**Task prompt:**
Your answer should consist of each line below that contains the string "french".

─── Data for review ───

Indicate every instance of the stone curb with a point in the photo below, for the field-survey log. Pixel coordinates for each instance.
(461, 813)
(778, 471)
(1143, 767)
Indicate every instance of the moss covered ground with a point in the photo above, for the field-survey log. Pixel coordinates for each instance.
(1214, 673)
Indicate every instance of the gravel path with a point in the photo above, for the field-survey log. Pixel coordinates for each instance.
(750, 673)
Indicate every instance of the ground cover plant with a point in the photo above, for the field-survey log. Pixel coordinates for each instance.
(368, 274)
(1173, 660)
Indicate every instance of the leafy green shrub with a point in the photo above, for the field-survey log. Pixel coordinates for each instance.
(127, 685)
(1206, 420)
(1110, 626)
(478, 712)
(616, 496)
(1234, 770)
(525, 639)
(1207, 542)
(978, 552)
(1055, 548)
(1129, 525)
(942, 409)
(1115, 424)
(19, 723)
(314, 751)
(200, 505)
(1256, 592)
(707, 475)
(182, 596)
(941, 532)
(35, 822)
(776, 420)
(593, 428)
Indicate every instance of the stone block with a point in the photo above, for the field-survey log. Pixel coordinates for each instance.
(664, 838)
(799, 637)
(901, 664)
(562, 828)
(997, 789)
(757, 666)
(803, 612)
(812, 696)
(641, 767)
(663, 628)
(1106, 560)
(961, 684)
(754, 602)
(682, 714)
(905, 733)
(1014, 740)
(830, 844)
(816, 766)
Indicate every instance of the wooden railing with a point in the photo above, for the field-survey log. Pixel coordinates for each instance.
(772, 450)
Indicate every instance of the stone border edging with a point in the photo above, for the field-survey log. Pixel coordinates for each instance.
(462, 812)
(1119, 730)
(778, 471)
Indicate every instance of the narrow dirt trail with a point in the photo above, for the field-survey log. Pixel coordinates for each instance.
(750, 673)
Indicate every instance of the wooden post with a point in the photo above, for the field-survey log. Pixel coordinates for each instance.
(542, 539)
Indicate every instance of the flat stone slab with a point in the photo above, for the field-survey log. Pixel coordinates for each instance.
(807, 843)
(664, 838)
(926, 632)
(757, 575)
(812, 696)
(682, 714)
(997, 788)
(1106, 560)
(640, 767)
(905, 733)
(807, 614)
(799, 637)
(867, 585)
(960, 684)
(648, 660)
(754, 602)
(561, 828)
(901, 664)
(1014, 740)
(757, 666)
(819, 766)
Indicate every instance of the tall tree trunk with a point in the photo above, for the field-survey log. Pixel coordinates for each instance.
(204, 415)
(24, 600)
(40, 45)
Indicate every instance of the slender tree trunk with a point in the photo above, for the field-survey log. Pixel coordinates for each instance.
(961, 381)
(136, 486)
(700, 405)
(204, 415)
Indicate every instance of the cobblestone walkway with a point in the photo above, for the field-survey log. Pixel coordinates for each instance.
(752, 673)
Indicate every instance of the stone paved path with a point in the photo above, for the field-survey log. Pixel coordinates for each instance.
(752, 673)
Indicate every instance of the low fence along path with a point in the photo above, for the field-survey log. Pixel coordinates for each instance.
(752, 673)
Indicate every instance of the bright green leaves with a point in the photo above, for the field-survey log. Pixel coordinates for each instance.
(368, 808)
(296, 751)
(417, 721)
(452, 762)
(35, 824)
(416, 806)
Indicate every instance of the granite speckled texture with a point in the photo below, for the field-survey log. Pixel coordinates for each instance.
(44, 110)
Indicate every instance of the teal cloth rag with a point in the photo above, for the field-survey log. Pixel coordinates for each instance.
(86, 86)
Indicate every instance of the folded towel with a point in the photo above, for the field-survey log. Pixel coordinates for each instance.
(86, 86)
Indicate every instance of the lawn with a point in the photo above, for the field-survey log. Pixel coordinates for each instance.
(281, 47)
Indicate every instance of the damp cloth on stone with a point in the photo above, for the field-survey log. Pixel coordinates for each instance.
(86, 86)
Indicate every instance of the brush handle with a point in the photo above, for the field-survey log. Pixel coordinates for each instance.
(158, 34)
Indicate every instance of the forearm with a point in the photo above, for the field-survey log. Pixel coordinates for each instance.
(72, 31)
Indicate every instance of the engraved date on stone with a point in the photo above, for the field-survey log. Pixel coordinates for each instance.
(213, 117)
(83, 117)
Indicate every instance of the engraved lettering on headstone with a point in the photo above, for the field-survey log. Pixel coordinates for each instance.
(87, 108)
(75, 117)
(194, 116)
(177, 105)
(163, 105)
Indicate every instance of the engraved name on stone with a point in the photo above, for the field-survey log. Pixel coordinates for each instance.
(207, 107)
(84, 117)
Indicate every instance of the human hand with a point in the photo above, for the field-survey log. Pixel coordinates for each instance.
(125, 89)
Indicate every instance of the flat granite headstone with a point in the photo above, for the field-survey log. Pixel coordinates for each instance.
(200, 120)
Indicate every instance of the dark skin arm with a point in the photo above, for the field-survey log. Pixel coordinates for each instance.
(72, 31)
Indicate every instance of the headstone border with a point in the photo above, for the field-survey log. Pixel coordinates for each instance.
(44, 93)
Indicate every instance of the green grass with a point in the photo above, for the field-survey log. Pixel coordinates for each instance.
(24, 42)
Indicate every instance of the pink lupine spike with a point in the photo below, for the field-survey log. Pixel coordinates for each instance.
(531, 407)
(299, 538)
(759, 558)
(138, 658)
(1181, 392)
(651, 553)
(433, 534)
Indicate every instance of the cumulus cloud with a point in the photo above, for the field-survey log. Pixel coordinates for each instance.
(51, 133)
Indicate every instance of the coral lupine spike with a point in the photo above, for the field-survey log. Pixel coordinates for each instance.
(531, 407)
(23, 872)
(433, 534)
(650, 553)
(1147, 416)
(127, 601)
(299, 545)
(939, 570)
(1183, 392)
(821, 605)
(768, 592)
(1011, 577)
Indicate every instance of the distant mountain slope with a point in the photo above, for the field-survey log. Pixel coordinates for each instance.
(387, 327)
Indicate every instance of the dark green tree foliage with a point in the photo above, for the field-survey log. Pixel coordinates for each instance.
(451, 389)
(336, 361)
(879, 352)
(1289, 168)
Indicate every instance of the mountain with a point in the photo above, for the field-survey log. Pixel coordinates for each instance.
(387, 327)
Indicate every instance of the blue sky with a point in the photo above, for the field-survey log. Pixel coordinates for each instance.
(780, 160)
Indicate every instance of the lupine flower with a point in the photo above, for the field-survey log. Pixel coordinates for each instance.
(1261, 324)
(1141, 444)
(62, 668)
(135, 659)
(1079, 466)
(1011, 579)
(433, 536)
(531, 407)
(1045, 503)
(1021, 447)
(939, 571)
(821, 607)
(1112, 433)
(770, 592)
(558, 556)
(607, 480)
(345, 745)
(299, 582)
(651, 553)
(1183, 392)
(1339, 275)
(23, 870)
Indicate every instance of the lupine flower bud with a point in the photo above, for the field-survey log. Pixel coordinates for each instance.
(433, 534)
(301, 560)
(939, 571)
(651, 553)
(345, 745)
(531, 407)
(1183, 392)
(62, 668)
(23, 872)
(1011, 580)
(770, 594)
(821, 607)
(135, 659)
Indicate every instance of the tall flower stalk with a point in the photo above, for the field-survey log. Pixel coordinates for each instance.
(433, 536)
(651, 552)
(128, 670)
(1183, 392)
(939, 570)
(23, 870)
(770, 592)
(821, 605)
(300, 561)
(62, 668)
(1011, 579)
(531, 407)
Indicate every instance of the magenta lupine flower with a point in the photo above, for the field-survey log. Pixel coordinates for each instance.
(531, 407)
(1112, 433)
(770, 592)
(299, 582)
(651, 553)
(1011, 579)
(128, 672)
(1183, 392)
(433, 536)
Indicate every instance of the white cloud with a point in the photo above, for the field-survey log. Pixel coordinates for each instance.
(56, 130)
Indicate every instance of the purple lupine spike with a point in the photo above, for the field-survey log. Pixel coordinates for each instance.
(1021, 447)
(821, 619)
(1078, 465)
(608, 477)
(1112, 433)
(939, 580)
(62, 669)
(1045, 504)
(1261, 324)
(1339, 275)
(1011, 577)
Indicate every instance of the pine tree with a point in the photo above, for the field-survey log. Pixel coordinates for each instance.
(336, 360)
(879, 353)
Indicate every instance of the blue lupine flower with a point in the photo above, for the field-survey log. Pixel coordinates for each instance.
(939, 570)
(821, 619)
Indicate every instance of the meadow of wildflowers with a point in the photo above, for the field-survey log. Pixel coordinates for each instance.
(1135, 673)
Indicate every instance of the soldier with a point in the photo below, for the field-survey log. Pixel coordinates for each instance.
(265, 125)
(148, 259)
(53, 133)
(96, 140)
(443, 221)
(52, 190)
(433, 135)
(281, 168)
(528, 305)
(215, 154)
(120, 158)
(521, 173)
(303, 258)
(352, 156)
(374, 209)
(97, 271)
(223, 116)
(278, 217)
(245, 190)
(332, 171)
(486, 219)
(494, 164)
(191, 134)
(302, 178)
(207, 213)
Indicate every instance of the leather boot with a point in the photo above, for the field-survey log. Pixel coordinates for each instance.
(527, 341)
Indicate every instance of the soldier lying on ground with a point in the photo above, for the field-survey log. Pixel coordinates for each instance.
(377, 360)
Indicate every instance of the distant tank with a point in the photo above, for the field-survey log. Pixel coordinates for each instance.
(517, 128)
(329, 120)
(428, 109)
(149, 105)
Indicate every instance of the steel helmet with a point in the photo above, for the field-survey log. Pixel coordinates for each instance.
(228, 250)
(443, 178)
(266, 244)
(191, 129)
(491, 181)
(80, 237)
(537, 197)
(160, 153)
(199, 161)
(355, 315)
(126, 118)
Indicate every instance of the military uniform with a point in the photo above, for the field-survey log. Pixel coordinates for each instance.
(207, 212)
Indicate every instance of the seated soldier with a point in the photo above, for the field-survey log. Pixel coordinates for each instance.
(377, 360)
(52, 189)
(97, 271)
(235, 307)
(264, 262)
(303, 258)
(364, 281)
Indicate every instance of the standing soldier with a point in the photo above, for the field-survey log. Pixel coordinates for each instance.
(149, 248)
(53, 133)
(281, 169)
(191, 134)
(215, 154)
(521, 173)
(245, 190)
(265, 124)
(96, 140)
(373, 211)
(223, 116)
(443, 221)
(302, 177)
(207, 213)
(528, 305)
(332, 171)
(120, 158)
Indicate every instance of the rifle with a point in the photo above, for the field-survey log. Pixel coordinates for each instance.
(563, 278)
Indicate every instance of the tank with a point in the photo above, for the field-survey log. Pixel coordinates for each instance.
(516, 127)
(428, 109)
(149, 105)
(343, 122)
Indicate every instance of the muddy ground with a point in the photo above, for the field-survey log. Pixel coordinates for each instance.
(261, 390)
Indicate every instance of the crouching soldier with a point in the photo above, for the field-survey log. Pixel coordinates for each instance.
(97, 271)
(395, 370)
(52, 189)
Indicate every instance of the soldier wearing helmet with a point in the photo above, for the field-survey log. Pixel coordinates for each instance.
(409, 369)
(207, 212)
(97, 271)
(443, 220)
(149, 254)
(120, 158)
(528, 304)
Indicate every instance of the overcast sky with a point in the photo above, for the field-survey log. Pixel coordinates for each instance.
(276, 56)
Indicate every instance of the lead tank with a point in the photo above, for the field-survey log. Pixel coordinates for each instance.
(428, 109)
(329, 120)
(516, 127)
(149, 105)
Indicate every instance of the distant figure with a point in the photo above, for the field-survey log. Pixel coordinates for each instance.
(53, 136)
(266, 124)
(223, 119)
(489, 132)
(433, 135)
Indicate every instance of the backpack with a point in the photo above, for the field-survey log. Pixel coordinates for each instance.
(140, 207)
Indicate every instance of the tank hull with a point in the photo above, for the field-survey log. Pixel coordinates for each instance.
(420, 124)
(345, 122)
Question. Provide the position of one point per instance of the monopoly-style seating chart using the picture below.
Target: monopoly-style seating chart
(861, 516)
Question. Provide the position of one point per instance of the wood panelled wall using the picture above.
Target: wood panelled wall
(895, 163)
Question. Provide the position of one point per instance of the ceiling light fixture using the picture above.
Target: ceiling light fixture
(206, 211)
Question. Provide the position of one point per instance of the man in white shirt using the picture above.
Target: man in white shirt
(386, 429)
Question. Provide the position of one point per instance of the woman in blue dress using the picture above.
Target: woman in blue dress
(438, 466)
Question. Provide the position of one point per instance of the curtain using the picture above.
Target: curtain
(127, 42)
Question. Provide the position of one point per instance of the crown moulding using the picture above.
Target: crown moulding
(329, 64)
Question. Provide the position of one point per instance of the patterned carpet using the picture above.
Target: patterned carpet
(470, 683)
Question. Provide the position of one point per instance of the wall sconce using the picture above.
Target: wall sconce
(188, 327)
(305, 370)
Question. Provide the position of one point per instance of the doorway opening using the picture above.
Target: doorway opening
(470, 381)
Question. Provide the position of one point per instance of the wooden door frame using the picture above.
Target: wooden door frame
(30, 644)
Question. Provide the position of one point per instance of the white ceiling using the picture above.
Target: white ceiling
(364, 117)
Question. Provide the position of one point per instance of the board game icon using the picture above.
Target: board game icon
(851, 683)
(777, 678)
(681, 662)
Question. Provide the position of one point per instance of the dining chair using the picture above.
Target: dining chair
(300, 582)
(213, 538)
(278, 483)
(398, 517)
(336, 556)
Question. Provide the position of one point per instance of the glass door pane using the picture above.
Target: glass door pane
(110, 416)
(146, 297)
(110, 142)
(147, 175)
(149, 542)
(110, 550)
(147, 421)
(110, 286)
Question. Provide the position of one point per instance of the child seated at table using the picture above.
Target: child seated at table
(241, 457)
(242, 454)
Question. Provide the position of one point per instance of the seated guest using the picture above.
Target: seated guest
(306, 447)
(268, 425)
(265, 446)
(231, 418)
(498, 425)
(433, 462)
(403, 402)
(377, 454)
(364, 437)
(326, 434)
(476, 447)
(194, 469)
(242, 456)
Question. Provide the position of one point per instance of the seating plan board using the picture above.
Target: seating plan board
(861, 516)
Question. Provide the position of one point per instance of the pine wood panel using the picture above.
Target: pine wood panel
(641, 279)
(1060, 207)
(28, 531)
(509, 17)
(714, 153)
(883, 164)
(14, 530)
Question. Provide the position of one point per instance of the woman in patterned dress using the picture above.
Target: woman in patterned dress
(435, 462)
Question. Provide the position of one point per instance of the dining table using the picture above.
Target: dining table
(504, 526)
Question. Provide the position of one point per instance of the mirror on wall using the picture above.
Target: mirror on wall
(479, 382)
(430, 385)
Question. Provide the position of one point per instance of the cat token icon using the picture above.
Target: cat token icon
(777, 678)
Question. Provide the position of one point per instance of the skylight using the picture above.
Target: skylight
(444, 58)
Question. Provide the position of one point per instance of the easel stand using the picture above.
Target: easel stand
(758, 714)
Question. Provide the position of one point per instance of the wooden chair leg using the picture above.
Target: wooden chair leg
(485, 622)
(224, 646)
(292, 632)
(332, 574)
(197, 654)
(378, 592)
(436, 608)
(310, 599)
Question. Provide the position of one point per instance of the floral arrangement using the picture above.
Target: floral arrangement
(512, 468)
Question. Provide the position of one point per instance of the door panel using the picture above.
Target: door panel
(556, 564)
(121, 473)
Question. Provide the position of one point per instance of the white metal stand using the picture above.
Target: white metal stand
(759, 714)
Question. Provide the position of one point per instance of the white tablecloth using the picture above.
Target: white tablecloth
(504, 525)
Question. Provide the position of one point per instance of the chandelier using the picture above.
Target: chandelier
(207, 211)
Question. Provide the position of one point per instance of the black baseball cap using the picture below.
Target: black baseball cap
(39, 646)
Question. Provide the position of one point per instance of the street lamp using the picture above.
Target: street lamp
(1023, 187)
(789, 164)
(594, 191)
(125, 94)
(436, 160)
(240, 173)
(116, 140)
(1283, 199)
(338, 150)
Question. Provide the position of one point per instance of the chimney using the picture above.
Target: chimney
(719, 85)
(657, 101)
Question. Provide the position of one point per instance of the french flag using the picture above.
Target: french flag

───

**Response below:**
Question. Provide the position of one point per instance of the french flag using the picture above.
Target: french flag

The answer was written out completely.